> [Required action] Among the entries below, find every line that contains the string "rough", then copy it.

*****

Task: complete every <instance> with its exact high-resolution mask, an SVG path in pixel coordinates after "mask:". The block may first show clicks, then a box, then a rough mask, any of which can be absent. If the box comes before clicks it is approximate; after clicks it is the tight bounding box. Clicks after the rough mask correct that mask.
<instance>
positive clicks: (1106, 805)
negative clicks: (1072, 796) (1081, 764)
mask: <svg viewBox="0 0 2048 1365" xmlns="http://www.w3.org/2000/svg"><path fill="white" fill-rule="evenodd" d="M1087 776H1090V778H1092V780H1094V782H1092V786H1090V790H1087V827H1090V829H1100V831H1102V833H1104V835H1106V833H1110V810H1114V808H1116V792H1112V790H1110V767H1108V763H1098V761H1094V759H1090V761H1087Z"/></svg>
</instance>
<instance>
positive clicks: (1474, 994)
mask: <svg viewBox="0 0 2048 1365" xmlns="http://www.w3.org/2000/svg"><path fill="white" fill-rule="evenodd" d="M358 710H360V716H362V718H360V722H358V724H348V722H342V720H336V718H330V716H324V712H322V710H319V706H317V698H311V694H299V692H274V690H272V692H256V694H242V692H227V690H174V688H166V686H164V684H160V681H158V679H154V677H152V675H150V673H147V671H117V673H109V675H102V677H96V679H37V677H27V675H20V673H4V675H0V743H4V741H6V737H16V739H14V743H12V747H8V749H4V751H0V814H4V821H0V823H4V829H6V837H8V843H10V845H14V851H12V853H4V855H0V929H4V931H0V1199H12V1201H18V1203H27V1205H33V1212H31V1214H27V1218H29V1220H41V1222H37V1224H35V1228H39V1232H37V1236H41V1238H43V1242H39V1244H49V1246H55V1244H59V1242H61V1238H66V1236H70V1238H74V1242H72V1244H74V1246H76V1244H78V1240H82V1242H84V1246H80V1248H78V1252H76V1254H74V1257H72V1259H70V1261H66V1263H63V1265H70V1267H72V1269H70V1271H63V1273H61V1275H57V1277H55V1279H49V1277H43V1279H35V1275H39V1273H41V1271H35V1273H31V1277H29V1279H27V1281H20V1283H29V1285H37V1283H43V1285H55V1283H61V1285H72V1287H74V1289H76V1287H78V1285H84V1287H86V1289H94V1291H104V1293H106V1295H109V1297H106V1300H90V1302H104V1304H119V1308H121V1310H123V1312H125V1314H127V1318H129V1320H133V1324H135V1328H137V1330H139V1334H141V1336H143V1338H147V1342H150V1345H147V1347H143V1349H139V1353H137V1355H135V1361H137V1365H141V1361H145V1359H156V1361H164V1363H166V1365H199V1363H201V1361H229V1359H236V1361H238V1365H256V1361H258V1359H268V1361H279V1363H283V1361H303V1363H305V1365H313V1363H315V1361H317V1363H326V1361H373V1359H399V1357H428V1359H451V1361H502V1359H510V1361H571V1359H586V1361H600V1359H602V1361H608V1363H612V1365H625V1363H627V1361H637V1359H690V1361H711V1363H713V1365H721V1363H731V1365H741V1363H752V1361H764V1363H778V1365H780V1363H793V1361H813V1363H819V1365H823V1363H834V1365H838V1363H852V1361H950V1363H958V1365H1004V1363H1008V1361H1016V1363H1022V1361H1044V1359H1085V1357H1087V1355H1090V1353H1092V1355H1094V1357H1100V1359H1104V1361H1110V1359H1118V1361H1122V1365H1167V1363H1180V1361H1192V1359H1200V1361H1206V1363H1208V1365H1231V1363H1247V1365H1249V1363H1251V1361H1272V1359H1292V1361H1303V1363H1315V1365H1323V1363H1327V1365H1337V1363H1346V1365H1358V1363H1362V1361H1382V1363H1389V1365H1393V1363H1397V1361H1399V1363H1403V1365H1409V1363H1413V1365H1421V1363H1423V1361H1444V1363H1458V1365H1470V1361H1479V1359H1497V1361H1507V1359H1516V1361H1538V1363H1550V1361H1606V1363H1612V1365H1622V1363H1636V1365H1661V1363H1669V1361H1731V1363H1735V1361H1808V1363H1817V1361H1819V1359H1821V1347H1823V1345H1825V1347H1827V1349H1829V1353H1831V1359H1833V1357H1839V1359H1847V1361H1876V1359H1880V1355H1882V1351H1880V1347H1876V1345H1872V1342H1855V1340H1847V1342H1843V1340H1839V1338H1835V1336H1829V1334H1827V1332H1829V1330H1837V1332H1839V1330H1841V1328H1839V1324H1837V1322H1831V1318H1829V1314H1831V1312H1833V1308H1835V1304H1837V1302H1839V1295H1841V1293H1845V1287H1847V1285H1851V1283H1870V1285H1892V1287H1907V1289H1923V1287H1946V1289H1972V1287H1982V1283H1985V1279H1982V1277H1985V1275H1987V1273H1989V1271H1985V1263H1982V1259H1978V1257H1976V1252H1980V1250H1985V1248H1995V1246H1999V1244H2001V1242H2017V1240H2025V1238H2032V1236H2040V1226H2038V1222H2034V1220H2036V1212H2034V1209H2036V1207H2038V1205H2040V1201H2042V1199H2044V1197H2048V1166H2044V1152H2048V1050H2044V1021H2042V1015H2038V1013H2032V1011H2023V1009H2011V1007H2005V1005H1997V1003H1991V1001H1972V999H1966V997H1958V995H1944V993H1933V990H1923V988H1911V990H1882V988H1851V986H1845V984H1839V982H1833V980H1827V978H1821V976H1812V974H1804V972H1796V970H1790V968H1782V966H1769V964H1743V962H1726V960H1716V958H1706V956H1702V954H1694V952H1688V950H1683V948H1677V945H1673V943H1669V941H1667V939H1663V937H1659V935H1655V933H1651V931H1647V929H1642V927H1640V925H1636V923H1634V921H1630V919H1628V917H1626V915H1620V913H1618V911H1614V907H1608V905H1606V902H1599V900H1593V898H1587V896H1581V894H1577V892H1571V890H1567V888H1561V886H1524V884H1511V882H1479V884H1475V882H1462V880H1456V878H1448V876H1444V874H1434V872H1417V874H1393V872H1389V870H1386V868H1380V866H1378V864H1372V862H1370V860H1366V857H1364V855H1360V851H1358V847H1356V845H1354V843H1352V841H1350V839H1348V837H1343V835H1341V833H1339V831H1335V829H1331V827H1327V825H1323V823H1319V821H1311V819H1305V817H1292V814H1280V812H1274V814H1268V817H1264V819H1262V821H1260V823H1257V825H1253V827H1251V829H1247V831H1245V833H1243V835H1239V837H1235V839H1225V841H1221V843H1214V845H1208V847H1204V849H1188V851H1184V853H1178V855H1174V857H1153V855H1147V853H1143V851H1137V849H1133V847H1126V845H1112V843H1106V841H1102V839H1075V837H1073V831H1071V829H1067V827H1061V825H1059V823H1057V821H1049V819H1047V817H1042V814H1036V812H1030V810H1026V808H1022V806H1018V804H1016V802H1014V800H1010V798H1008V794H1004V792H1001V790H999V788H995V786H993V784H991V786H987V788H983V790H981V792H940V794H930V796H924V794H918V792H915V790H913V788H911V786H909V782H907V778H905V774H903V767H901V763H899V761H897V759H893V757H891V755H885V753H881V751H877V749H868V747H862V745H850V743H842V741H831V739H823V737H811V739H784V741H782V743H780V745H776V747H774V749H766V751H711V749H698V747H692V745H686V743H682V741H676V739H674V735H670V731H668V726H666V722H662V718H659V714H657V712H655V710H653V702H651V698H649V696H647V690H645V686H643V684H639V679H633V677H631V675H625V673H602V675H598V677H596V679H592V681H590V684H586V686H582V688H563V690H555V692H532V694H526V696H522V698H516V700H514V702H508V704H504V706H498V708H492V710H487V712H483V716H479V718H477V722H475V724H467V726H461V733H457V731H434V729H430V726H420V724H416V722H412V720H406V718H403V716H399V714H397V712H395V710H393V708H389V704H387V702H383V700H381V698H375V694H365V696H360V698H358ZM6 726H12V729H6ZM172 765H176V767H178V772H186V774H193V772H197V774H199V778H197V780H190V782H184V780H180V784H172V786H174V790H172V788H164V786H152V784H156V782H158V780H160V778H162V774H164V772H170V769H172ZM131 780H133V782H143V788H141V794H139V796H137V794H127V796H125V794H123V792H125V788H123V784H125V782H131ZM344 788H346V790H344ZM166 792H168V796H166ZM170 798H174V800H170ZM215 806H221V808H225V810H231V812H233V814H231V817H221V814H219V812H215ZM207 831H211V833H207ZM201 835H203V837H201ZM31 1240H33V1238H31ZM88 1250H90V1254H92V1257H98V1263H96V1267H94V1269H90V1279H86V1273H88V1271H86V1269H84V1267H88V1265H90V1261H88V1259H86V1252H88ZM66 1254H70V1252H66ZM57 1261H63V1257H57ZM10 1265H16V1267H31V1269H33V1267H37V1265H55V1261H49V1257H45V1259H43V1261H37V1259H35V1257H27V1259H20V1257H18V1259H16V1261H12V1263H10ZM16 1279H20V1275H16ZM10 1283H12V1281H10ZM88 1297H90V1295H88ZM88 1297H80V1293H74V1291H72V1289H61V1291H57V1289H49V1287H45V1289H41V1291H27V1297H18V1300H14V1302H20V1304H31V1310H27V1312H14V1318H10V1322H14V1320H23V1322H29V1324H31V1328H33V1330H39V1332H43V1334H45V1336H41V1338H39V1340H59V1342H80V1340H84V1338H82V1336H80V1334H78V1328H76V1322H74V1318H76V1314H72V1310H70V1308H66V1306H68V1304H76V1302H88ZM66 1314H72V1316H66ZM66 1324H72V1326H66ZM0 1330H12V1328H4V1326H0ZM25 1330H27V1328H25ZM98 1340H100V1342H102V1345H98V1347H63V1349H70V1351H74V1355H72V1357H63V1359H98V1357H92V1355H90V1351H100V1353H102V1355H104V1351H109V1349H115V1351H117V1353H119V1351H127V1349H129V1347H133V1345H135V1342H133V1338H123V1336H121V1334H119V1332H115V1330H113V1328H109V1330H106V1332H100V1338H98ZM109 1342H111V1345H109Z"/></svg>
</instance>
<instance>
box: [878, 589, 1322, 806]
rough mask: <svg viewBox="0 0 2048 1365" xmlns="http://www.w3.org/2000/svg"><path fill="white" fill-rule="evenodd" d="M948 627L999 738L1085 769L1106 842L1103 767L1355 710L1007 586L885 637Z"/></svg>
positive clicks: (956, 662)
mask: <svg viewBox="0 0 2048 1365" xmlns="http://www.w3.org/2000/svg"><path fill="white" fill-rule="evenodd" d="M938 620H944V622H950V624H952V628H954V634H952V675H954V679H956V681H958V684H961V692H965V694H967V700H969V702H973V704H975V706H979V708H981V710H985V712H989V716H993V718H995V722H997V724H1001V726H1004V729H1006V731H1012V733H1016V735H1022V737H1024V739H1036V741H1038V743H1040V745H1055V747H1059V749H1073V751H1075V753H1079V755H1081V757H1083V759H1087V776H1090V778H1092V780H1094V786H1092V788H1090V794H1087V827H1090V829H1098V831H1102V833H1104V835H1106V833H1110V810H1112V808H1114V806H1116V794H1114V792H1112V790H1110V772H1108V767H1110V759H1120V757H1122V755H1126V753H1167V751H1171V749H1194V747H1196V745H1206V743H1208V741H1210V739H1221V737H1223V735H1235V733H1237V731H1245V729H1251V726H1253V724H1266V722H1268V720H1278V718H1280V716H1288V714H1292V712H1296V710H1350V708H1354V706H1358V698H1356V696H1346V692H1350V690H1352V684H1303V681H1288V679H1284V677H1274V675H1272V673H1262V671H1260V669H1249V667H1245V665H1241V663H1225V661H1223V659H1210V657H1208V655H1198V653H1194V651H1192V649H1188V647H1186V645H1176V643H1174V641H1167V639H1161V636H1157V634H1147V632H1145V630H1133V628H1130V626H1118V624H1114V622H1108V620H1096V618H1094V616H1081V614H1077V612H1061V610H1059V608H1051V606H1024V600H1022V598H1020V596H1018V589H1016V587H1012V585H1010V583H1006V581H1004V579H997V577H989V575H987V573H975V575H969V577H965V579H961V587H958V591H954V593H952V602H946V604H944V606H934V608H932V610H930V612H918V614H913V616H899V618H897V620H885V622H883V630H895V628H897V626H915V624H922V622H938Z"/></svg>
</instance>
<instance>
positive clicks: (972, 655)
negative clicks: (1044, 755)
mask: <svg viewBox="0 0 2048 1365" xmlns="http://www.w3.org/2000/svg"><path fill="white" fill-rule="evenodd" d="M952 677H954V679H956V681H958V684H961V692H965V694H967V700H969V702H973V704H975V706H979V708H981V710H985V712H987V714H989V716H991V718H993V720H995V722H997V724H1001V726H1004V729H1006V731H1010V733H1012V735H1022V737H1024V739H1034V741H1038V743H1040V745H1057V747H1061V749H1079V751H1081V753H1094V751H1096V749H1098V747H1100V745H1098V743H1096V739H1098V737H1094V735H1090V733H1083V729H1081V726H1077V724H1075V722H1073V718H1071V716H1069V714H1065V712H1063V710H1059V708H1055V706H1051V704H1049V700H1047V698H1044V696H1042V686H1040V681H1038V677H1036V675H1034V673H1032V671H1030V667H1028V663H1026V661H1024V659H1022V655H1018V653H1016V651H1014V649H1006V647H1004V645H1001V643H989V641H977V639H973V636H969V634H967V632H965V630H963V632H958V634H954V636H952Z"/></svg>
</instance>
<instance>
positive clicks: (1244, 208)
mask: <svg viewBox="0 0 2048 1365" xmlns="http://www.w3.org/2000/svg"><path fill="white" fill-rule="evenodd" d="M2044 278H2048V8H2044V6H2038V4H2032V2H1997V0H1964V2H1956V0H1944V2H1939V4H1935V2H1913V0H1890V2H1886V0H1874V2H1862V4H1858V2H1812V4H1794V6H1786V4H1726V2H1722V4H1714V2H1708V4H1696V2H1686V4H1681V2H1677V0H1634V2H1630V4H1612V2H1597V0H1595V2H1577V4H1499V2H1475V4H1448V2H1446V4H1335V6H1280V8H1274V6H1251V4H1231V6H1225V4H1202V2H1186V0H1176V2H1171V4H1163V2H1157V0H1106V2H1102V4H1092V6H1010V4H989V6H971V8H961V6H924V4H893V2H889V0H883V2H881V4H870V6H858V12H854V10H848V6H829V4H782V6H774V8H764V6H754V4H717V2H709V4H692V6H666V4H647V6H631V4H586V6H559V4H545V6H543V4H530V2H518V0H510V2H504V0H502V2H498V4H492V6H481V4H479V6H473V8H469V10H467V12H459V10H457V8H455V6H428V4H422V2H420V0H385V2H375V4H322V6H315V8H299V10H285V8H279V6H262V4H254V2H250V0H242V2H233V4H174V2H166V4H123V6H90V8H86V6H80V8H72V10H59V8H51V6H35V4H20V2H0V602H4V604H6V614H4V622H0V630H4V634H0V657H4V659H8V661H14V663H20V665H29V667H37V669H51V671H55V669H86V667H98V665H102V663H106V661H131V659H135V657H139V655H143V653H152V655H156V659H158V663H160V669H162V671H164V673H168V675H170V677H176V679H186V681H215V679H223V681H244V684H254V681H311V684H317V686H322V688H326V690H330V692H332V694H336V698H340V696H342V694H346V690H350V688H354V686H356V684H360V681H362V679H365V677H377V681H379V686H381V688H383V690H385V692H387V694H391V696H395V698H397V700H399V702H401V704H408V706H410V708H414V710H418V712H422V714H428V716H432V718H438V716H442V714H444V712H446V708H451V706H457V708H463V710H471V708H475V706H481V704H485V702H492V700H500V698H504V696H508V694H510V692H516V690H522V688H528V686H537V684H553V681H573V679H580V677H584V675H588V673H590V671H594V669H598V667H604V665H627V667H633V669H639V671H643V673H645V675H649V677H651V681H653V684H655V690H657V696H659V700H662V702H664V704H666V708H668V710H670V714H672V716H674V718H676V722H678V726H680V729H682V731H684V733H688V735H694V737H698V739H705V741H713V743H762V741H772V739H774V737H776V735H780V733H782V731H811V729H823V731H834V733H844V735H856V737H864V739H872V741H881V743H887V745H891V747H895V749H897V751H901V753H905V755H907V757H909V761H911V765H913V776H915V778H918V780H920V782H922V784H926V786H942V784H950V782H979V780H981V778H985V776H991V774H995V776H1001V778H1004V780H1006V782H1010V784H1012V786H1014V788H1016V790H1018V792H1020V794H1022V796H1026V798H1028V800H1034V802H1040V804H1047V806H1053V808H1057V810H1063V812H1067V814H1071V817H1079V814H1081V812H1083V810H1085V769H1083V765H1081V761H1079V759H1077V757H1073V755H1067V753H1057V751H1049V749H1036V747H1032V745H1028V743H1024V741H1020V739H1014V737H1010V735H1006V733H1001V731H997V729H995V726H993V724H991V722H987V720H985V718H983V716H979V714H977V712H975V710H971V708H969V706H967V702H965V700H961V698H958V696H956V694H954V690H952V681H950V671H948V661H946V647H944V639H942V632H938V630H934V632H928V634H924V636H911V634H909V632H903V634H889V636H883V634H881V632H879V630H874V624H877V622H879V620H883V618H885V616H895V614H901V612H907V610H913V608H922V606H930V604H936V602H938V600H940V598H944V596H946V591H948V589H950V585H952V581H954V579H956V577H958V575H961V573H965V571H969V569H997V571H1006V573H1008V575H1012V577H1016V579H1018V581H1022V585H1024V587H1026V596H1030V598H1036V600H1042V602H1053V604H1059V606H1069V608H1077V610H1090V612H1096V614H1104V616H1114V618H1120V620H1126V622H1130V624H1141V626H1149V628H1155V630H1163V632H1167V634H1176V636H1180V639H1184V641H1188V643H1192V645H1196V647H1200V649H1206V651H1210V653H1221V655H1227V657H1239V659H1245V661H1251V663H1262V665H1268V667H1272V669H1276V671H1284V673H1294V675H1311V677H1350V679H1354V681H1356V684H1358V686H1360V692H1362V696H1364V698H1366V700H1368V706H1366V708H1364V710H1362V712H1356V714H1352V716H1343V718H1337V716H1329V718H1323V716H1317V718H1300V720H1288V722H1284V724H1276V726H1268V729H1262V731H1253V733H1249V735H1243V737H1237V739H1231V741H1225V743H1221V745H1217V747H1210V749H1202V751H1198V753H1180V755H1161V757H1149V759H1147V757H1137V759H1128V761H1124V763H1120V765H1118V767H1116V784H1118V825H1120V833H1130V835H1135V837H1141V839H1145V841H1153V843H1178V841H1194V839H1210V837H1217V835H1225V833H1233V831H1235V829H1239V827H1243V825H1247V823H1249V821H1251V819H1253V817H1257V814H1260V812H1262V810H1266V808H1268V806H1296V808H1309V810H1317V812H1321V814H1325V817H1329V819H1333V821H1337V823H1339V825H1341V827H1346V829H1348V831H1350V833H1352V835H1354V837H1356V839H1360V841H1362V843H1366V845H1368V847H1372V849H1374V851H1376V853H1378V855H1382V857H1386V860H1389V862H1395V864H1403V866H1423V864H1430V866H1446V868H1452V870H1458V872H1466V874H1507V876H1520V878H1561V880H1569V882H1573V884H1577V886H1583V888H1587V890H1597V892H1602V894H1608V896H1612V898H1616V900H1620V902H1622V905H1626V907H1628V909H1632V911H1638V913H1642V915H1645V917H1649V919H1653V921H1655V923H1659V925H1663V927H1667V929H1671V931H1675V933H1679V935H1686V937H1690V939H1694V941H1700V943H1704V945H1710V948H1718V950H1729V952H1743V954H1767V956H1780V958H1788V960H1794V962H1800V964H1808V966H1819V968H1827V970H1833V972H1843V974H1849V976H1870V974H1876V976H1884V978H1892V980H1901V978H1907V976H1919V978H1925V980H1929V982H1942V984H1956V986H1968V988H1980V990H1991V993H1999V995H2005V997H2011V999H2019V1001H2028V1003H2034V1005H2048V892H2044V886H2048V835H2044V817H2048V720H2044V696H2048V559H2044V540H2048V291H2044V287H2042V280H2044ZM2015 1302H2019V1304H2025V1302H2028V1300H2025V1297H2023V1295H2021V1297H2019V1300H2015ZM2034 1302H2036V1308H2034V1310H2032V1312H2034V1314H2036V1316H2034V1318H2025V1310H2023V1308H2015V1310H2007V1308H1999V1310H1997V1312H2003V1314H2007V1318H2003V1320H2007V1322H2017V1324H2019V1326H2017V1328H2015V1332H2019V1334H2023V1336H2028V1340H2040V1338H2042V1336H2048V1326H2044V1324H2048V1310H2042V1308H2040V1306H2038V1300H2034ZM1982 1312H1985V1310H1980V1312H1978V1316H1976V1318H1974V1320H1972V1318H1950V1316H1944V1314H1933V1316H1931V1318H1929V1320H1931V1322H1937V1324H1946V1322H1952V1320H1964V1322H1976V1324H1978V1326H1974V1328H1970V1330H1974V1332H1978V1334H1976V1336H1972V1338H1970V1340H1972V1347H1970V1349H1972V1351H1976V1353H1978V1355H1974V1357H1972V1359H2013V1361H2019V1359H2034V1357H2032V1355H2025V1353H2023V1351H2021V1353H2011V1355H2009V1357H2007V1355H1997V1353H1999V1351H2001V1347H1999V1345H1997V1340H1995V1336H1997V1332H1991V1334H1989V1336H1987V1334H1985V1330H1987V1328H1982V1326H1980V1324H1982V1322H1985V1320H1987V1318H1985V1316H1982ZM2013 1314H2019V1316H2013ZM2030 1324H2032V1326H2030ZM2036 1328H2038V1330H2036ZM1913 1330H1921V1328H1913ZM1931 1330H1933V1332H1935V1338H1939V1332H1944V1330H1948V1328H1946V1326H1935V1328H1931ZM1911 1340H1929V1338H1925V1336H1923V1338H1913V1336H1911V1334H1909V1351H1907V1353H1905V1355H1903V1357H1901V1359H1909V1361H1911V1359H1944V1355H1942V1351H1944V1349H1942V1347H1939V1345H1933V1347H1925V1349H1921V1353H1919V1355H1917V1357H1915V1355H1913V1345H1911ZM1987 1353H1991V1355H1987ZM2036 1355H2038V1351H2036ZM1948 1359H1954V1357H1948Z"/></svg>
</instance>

*****

> [Solution for this task]
Task: complete every <instance> with its exact high-resolution mask, an SVG path in pixel coordinates after "mask:". The block may first show clicks, then a box, then a rough mask, any of which can be absent. If the box comes before clicks it is approximate; after clicks it is the tight bounding box. Clicks after the rough mask correct that mask.
rough mask: <svg viewBox="0 0 2048 1365" xmlns="http://www.w3.org/2000/svg"><path fill="white" fill-rule="evenodd" d="M948 627L999 738L1085 769L1106 842L1103 767L1355 710L1007 586L885 637Z"/></svg>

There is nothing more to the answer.